**Do this**
Reproduce every line of the listing below word for word, leaving out the pictures.

**Data in this exercise**
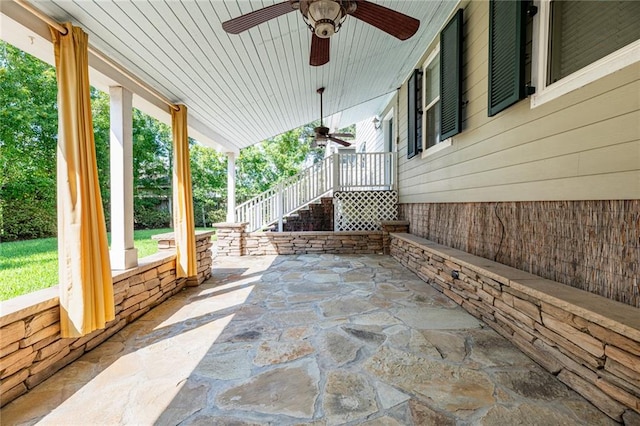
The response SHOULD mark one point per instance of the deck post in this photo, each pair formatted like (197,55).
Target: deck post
(231,187)
(123,253)
(280,206)
(336,173)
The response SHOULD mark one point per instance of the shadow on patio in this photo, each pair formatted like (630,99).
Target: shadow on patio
(323,339)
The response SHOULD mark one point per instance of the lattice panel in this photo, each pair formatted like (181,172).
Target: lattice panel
(363,210)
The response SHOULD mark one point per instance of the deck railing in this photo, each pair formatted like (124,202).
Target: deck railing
(339,172)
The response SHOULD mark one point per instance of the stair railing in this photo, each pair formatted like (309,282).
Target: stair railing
(339,172)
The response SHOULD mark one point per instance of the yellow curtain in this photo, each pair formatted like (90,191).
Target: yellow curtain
(183,222)
(86,287)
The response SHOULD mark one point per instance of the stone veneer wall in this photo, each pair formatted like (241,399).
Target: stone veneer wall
(591,343)
(591,245)
(203,253)
(31,349)
(234,241)
(263,243)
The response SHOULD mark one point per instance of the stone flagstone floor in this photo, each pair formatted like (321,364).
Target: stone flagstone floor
(308,339)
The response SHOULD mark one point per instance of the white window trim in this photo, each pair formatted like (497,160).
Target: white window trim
(443,143)
(617,60)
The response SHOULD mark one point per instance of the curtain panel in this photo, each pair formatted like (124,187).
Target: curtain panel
(183,219)
(86,287)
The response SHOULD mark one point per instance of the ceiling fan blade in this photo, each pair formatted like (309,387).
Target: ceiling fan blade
(340,141)
(257,17)
(319,51)
(388,20)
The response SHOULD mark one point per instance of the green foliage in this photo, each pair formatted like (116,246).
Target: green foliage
(28,137)
(263,165)
(209,179)
(27,266)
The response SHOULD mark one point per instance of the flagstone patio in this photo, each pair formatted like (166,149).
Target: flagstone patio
(307,339)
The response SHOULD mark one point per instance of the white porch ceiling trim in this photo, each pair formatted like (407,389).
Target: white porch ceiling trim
(240,89)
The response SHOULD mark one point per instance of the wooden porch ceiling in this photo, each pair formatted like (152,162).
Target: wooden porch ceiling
(255,85)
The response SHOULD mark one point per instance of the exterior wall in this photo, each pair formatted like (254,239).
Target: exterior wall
(592,344)
(31,349)
(565,176)
(591,245)
(584,145)
(367,133)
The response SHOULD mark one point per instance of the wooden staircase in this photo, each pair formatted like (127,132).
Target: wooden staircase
(315,217)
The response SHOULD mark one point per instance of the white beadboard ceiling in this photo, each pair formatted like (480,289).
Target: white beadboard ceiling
(245,88)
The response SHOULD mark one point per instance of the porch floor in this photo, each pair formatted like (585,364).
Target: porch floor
(306,339)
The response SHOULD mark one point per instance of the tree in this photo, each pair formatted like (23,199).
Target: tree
(264,165)
(28,138)
(209,178)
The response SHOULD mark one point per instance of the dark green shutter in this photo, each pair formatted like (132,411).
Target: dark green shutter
(506,53)
(414,129)
(451,77)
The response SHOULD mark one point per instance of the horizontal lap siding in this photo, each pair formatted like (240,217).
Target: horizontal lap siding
(583,145)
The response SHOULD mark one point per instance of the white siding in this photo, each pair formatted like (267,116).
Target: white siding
(583,145)
(367,133)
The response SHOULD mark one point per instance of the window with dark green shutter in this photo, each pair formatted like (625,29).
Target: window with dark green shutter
(583,32)
(507,41)
(451,77)
(414,139)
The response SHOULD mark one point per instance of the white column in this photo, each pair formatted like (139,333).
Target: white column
(231,187)
(123,254)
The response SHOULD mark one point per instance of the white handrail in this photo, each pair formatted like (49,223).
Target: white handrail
(339,172)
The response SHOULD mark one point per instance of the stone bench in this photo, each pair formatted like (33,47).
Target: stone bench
(31,348)
(591,343)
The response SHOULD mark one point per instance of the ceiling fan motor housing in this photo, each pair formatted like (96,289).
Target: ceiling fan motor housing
(324,16)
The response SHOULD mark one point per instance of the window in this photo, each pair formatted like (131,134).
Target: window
(432,100)
(581,41)
(583,32)
(442,73)
(451,77)
(388,134)
(414,131)
(507,44)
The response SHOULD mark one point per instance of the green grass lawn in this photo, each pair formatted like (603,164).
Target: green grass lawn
(31,265)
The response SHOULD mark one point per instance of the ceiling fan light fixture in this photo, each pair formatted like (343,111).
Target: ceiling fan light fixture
(325,17)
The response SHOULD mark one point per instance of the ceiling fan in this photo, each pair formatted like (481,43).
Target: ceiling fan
(325,17)
(322,133)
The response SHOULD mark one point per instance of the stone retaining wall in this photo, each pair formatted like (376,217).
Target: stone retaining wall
(31,349)
(591,343)
(234,241)
(263,243)
(203,253)
(591,245)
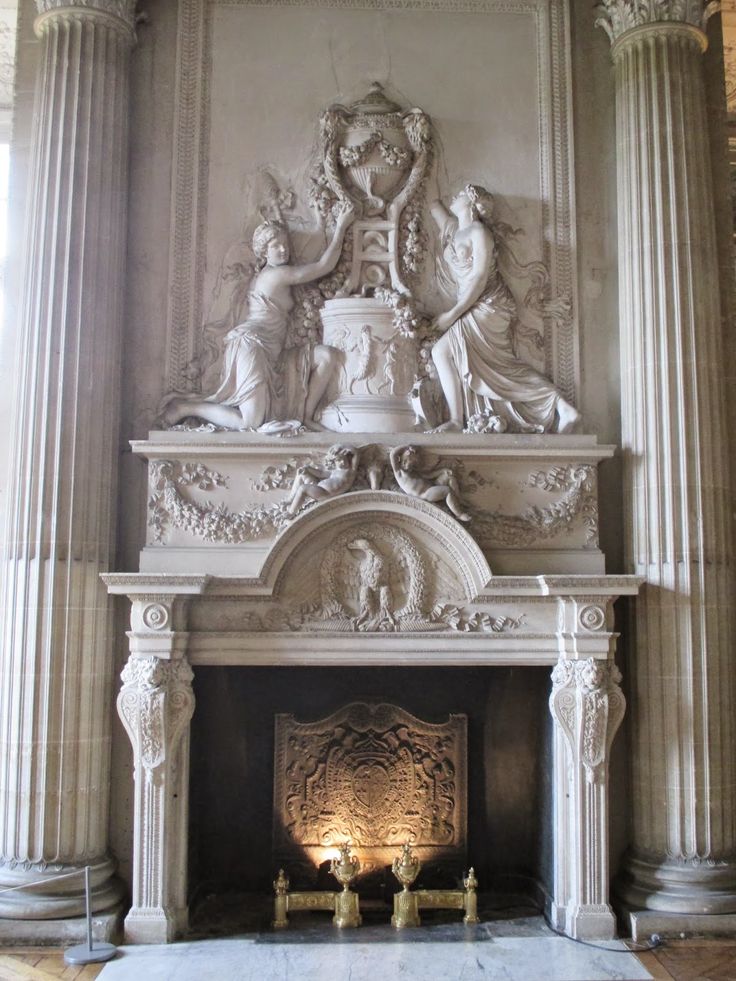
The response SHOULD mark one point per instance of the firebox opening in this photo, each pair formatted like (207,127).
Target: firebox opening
(232,770)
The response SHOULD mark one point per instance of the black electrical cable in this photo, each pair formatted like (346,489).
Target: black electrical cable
(654,941)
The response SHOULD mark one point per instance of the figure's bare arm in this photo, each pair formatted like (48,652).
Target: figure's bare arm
(482,244)
(440,213)
(297,275)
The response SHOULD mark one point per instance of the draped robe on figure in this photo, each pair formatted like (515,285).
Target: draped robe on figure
(481,342)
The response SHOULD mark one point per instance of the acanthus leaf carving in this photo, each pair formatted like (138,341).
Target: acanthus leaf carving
(155,704)
(588,705)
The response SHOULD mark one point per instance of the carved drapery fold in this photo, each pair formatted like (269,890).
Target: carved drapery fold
(587,706)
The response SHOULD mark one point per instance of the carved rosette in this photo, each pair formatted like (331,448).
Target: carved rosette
(156,705)
(588,705)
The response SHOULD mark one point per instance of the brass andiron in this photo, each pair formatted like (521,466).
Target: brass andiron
(406,868)
(407,903)
(345,868)
(345,904)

**Response to this exercise**
The response SHOULD mark one point per instance of the deck post in this photo, each pair formatted like (197,55).
Target: deck post
(231,187)
(123,253)
(280,206)
(336,173)
The response SHOULD mark one point per instance of the shadow on patio in this photo, each pair formatted like (630,99).
Target: shadow on patio
(323,339)
The response SHOULD mark one point per instance of the lattice panel in this photo, each pair formatted like (181,172).
Target: lattice panel
(363,210)
The response SHOULD mark one point per instance of the deck railing in this photo, each pair formatted like (124,202).
Target: deck railing
(339,172)
The response SHOULD mark one point per instance of the stair railing in this photo, each pair formatted like (309,282).
Target: stair railing
(339,172)
The response SHOULD mark one point per instance of the yellow curtain in this photo, each pair formatted like (90,191).
Target: yellow curtain
(183,222)
(86,287)
The response SHOULD mark one point per instance of the stone veneer wall in this photo, each pair formatted like (241,399).
Target: stone veneer wall
(591,343)
(591,245)
(203,253)
(31,349)
(234,241)
(263,243)
The response SHOULD mark one point per instance of the stone flagstone floor in this photo, each pair formatted like (321,364).
Target: stone flagstone floor
(308,339)
The response SHOULD mark one point per instance of the white window trim in this photo, each pair formatted like (497,160).
Target: white window trim
(443,143)
(617,60)
The response SHOULD mark one point per instance of the curtain panel in this photo, each pair formatted like (124,187).
Target: curtain panel
(183,219)
(86,287)
The response SHOULD mark one point per instance of the ceiling fan blade in this photo, each pair formatted like (309,387).
Target: ceiling fan blade
(340,141)
(257,17)
(319,51)
(388,20)
The response SHOULD mark one point per instance of the green foliage in this photo, each pair formatted like (116,246).
Target: green foliage
(28,137)
(263,165)
(209,179)
(27,266)
The response SHOULD mark one point per instance of the flagstone patio in this photo, each pair formatted like (166,149).
Target: flagstone patio
(307,339)
The response SHOULD mark one point per instance of the white porch ceiling trim in this photo, each pair formatted like (407,389).
Target: white porch ceiling trim
(240,89)
The response SHOULD mark one point per instance of the wooden porch ceiling in this photo, each pair formatted like (152,162).
Target: wooden porch ceiling
(255,85)
The response SHOULD mark one point per instance of the exterior wall in this photo, each pair formatted like (254,239).
Target: exterior wall
(592,344)
(31,349)
(565,176)
(591,245)
(584,145)
(367,133)
The response SHOULD mark one point per instance of the wooden staircase in this photo, each pair formatted like (127,132).
Target: wooden staircase
(315,217)
The response SHOULD mark one point per instance of the white beadboard ceiling in this photo, each pair formatted like (480,289).
Target: white beadboard ceiling
(245,88)
The response SHOULD mark one point per instance of the porch floor in this photo, each pair formatted like (585,364).
Target: porch floor
(306,339)
The response SHOULD mark one point per instance of the tree in this photo, each pair formatted like (23,199).
Target: tree
(264,165)
(28,138)
(209,178)
The response SHOULD mark one point per instance of the dark green shutter in this photo, each pair formatted like (132,411).
Target: dark green shutter
(506,53)
(414,129)
(451,77)
The response SHOULD mark one point per instance of the horizontal lap siding in this photo, each pair formatted like (240,217).
Target: horizontal lap siding
(583,145)
The response SHOULD mark one point per instance of the white siding in this photo, each pair formatted like (267,116).
Target: white siding
(583,145)
(367,133)
The response SHOULD mark one point per instance of the window with dark green shutter in this photo, each pair formatted like (625,29).
Target: window with dark green shutter
(583,32)
(507,41)
(451,77)
(414,139)
The response SHOULD mark one point per instance of the white column in this photo, each pair formatted like (139,333).
Target: white column
(231,187)
(123,254)
The response SHOULD mark one point per instance of the white handrail in this photo, each pair formatted like (49,223).
Target: white handrail
(339,172)
The response SHOULD mark one point per instance of the stone bench in this photo, each pair formatted like (33,47).
Target: stone bench
(31,348)
(591,343)
The response SHOULD mark one point per instance of the ceiling fan motor housing in this photo, each pair formatted like (96,289).
Target: ceiling fan motor housing
(324,16)
The response SHOULD mark one point per instance of the window in this photo, each pair formatted like (131,134).
Target: window
(432,100)
(581,41)
(583,32)
(442,73)
(451,77)
(388,134)
(414,131)
(507,44)
The response SHOULD mark one point per instance of the green grass lawn in this photo, each pair formatted like (603,164).
Target: green grass lawn
(31,265)
The response SHOULD mark one point per instance of the ceiling fan light fixture in this photo, each pair formatted like (343,111).
Target: ceiling fan light fixture
(325,17)
The response SHOULD mark one point per instance of the ceiling fan in this photo, each pair formatted like (481,43).
Target: ceiling fan
(325,17)
(322,133)
The response SHOULD mark one point per instance of the stone retaining wall in this photo, each pair formatted like (376,217).
Target: stone retaining wall
(31,349)
(591,343)
(234,241)
(263,243)
(203,253)
(591,245)
The response SHOULD mark one point per instance of the firebox opening in this photo, each pair formatted like (207,127).
Target: firebox opening
(232,770)
The response SHOULD mark one point per instance of the black electrical cable in this photo, each pair formatted like (346,489).
Target: black electrical cable
(654,941)
The response SHOULD mark one point per instance of the figure's bare arm in this photo, each pair formatted like (48,652).
Target: figure's bare arm
(482,244)
(440,213)
(297,275)
The response SHOULD mark one point per instance of the draped robe on figure in this photo, each pair formatted like (515,285).
Target: draped robe on figure
(481,342)
The response SHOULD mark one point per instance of the acanthus leaf carving in this photo, each pair formatted like (138,341).
Target: acanthus leaf carving
(155,704)
(588,705)
The response SHOULD mark one point per instance of the carved drapery fold in this photo, each pair formatted like (269,890).
Target: carved drapery fold
(587,706)
The response SHOULD mark one point per instance of the carved rosette in this photo, each pair formatted like (331,448).
Target: carved rosette
(156,705)
(588,705)
The response SHOULD mark one point per instance of the brass andiron in this photo, each pair formatted like (521,466).
Target: brass andiron
(406,868)
(407,903)
(345,868)
(345,904)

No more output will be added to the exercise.